**** Task inputs
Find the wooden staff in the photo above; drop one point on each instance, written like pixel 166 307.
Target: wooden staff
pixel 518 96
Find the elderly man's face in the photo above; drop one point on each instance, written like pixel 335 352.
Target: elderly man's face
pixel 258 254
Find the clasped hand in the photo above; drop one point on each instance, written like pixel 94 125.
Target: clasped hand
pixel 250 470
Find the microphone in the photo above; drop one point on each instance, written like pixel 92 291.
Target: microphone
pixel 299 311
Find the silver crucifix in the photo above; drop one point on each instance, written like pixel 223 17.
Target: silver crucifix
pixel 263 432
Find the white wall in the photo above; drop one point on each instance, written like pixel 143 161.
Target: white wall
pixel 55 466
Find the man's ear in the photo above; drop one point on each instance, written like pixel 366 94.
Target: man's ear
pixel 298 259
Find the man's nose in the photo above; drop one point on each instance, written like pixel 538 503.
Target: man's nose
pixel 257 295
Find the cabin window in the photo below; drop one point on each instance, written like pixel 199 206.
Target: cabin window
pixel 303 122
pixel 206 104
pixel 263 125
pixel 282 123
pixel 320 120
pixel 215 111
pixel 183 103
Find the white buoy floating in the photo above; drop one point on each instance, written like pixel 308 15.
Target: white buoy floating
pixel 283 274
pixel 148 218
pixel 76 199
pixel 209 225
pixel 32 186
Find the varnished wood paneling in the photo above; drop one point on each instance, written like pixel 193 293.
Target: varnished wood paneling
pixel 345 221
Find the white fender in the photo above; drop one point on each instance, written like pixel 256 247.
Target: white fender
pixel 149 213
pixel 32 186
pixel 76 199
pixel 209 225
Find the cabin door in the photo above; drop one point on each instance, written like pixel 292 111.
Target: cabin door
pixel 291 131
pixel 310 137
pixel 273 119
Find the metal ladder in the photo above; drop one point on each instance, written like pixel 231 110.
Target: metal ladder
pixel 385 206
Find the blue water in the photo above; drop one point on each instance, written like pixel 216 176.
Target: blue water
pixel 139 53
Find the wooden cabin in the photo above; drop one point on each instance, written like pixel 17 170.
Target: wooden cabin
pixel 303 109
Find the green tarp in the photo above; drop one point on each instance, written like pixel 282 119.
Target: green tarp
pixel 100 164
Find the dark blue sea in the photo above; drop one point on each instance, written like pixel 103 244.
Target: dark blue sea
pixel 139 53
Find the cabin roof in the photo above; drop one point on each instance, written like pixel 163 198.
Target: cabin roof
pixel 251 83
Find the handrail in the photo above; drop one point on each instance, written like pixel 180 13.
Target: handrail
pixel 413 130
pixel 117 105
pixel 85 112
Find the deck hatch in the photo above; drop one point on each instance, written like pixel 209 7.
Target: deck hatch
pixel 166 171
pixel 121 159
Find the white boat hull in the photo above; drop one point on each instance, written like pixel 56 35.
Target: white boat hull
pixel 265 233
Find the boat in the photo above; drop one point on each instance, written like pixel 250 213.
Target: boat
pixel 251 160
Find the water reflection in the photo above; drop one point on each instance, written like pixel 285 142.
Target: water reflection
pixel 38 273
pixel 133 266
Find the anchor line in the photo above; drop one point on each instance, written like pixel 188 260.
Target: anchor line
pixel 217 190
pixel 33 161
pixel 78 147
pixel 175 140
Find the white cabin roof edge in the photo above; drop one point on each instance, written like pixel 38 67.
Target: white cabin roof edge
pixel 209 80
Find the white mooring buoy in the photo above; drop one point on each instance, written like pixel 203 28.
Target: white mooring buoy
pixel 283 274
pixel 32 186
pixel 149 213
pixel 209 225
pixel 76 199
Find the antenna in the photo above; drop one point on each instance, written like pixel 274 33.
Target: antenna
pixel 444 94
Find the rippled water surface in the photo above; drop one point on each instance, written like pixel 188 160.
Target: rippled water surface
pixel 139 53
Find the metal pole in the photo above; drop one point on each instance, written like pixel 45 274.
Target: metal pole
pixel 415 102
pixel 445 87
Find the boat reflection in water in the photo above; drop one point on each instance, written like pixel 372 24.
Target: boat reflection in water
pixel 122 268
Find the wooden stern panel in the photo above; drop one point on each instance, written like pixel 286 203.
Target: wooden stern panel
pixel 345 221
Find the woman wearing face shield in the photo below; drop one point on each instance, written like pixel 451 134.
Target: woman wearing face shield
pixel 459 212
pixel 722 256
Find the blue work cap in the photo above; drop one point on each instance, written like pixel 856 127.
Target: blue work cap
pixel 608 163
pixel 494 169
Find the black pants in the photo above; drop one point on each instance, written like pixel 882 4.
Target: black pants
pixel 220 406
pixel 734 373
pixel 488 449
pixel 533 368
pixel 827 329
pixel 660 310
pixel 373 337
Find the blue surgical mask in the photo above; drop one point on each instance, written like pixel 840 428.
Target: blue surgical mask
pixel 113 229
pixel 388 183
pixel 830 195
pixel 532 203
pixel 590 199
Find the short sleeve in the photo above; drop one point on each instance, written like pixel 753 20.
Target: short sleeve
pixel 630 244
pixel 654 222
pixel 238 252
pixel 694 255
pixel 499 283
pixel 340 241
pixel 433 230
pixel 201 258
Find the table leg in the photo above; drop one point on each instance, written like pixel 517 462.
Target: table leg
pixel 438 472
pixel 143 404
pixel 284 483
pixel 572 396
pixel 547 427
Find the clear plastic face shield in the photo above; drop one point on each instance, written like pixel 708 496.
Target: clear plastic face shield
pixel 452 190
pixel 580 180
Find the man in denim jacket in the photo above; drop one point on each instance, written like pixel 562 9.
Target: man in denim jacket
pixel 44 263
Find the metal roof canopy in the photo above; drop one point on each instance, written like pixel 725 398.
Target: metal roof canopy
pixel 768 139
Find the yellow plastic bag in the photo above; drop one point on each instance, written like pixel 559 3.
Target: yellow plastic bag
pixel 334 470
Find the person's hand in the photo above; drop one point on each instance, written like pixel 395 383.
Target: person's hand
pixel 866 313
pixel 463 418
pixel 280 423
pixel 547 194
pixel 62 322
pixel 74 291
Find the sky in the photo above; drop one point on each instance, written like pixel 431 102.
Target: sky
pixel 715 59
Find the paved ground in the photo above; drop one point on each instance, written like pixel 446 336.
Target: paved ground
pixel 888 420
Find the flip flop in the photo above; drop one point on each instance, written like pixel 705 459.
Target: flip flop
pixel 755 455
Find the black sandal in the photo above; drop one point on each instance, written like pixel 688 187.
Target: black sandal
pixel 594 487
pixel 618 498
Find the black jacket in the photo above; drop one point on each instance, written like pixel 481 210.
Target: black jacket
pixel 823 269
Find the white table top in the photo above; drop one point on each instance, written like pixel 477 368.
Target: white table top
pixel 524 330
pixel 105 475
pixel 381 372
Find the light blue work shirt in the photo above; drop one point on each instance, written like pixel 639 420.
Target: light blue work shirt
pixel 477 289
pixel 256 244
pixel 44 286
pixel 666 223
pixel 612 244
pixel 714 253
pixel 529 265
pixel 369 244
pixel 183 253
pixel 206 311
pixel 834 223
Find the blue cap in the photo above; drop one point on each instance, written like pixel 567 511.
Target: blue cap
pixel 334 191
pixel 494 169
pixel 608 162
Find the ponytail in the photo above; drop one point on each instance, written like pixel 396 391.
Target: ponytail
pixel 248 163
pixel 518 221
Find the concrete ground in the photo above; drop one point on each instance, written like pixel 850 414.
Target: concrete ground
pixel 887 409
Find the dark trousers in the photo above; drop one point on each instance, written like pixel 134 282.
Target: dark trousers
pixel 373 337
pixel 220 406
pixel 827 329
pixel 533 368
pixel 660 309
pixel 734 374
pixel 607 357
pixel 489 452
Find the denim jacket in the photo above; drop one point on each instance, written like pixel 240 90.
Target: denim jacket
********
• [To do] Put the lines of the records between the line containing "Find the white mooring" and the line containing "pixel 590 199", inclusive, into a JSON list of strings, one string per line, leaving out blank lines.

• [Task response]
[
  "Find the white mooring buoy in the photo above; drop one point on each instance, written like pixel 203 28.",
  "Target: white mooring buoy",
  "pixel 283 274",
  "pixel 32 186",
  "pixel 149 213",
  "pixel 209 225",
  "pixel 76 199",
  "Find the antenna in the photo above; drop one point on each instance, written like pixel 274 33.",
  "Target: antenna",
  "pixel 444 94",
  "Find the rippled water surface in the photo above; drop one point on each instance, written like pixel 188 160.",
  "Target: rippled water surface",
  "pixel 139 53",
  "Find the metal pole in the photo above; drop one point on each instance, written like pixel 45 274.",
  "Target: metal pole",
  "pixel 415 102",
  "pixel 445 87",
  "Find the boat reflection in water in the photo above; drop one point on each instance, written like pixel 372 24.",
  "Target: boat reflection in water",
  "pixel 122 268",
  "Find the wooden stern panel in the photo above; drop one point on each instance, written like pixel 286 203.",
  "Target: wooden stern panel",
  "pixel 345 221",
  "Find the woman wearing face shield in the photo below; drop one point on each instance, written like pixel 451 134.",
  "Target: woman wearing face shield",
  "pixel 459 212",
  "pixel 722 256",
  "Find the blue work cap in the photo above; drop one point on each instance, written like pixel 856 127.",
  "Target: blue work cap",
  "pixel 608 163",
  "pixel 494 169",
  "Find the black pants in the photo above; drop one point on each instance, written like pixel 882 4.",
  "Target: black pants",
  "pixel 220 406",
  "pixel 734 373",
  "pixel 488 449",
  "pixel 533 368",
  "pixel 827 329",
  "pixel 660 310",
  "pixel 373 337",
  "Find the blue surgical mask in the photo above; drop one point on each instance, written like pixel 840 428.",
  "Target: blue surgical mask",
  "pixel 113 229",
  "pixel 388 183",
  "pixel 830 195",
  "pixel 532 203",
  "pixel 590 199"
]